■ EXERCISE AIM ■
All of the records below should be output exactly.

■ PROVIDED DATA ■

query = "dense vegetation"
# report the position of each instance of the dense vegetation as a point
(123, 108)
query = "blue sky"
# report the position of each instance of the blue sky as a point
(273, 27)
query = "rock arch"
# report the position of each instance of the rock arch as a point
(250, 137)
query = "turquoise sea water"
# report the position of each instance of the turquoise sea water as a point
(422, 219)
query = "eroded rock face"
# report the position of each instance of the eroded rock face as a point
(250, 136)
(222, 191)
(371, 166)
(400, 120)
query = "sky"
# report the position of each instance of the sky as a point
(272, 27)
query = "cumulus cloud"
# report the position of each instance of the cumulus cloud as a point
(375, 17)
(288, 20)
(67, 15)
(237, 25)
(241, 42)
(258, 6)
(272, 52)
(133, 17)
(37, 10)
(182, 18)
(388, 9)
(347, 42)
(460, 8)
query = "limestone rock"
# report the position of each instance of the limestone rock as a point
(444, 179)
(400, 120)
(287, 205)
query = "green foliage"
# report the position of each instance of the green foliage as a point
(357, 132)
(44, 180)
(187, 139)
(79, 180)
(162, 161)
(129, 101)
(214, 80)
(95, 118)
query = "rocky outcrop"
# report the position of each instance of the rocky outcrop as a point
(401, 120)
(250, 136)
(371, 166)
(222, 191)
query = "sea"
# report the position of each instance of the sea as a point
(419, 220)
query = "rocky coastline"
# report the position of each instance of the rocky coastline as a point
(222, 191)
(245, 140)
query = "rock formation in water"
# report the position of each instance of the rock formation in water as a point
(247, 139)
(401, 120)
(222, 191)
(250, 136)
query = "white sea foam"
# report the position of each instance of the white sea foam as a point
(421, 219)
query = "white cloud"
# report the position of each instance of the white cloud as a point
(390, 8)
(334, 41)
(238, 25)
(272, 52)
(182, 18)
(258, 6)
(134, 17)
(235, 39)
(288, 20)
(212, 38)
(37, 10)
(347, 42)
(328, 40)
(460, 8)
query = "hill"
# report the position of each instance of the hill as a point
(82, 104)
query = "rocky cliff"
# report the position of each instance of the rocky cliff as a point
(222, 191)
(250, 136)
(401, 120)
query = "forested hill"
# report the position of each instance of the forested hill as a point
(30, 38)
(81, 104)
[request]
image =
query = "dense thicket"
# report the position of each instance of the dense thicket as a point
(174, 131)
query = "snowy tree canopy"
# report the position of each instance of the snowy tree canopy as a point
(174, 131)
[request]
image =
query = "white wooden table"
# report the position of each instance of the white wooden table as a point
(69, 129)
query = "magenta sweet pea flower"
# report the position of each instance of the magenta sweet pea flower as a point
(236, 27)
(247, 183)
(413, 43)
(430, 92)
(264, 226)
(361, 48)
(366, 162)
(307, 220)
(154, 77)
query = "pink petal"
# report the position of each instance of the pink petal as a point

■ TASK SOLUTION ■
query = "dense vegetation"
# report the position of each instance of the dense vegetation as a point
(123, 108)
query = "blue sky"
# report the position of each instance of the blue sky as a point
(273, 27)
query = "rock arch"
# report the position of each instance of the rock arch as a point
(250, 137)
query = "turquoise sea water"
# report the position of each instance of the turquoise sea water as a point
(422, 219)
query = "eroded rock face"
# report the position of each instance of the eroded rock face as a point
(250, 136)
(222, 191)
(371, 166)
(400, 120)
query = "sky"
# report the position of each instance of the sky as a point
(272, 27)
query = "cumulus cloud"
# report the position of each instance of the cumulus cloud as a point
(375, 17)
(288, 20)
(67, 15)
(237, 25)
(241, 42)
(258, 6)
(272, 52)
(133, 17)
(37, 10)
(182, 18)
(388, 9)
(347, 42)
(460, 8)
query = "limestone rock"
# report the position of each instance of the limestone rock as a point
(444, 179)
(400, 120)
(287, 205)
query = "green foliage"
# report the position of each instance of the green foliage as a point
(357, 132)
(44, 180)
(187, 139)
(79, 180)
(162, 161)
(129, 101)
(214, 80)
(95, 118)
query = "rocky outcrop"
# report the position of each instance of the rocky outcrop as a point
(401, 120)
(250, 136)
(371, 166)
(222, 191)
query = "sea"
# report the position of each instance of the sea as a point
(419, 220)
query = "rocky coastline"
# report the position of each instance of the rocky coastline as a point
(222, 191)
(245, 140)
query = "rock formation in water"
# report the position of each instance of the rock formation in water as a point
(247, 139)
(401, 120)
(222, 191)
(250, 136)
query = "white sea foam"
# report the position of each instance of the white sea foam as a point
(421, 219)
query = "white cloud"
# report the position of each instance of the white cloud as a point
(390, 8)
(334, 41)
(238, 25)
(272, 52)
(182, 18)
(258, 6)
(134, 17)
(235, 39)
(288, 20)
(212, 38)
(37, 10)
(347, 42)
(328, 40)
(460, 8)
query = "hill"
# report the position of each instance of the hill as a point
(82, 104)
query = "rocky cliff"
# report the position of each instance of the rocky cliff as a point
(222, 191)
(250, 136)
(401, 120)
query = "forested hill"
# report the position of each instance of the forested hill as a point
(30, 38)
(81, 104)
[request]
image =
query = "dense thicket"
# report the position of each instance of the dense thicket as a point
(174, 131)
query = "snowy tree canopy"
# report the position of each instance of the snowy tree canopy as a point
(174, 131)
[request]
image =
query = "white wooden table"
# report the position of each instance of the white wooden table as a point
(69, 129)
query = "magenta sweet pea flower"
# report the position of each instance of the magenta sweet pea flower as a point
(236, 27)
(247, 183)
(413, 43)
(430, 92)
(264, 226)
(361, 48)
(366, 162)
(307, 220)
(154, 77)
query = "pink petal"
# report the position of each instance of the pink petal as a point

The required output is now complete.